REQUEST: Please pull out every line of the records below that contains the word "queried" and copy each of those lines in full.

(Dataset records)
◇ ◇ ◇

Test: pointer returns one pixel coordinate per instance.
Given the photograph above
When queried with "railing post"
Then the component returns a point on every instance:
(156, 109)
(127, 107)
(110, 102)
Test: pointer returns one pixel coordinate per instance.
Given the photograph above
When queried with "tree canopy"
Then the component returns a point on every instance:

◇ ◇ ◇

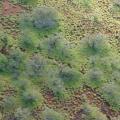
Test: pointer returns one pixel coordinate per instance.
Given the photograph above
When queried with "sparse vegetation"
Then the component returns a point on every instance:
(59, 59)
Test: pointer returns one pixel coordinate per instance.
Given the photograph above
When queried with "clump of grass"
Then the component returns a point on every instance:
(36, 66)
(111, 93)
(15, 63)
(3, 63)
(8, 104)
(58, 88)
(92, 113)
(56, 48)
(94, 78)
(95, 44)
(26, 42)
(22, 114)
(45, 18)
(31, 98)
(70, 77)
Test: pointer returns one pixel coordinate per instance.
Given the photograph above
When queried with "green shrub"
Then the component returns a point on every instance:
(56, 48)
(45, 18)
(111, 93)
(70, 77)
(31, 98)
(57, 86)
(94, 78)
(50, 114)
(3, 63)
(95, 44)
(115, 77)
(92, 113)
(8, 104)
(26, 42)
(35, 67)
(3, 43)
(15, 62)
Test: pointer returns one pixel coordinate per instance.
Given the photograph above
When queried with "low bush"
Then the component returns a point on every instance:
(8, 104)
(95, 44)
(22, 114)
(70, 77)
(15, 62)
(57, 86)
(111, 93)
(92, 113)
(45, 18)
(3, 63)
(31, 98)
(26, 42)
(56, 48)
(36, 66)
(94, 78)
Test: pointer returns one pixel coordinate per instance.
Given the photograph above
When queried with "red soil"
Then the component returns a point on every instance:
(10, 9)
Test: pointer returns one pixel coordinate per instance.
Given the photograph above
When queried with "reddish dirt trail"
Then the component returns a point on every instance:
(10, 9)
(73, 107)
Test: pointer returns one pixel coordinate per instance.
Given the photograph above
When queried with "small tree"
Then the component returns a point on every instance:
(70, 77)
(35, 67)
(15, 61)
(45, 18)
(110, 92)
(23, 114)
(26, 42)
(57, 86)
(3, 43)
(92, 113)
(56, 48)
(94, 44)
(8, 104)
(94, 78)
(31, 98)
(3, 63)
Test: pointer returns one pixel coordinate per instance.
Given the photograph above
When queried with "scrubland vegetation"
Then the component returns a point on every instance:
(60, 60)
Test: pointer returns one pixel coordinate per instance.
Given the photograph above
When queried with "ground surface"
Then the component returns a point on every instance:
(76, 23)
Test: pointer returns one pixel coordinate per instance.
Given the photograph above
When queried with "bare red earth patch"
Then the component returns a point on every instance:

◇ ◇ ◇

EXPECTED ANSWER:
When queried with "railing post"
When queried with "tree canopy"
When queried with "sparse vegetation"
When queried with "clump of grass"
When queried with "green shrub"
When queried with "low bush"
When queried with "red soil"
When queried with "reddish dirt trail"
When queried with "small tree"
When queried with "scrubland vegetation"
When queried with "ground surface"
When queried with "bare red earth patch"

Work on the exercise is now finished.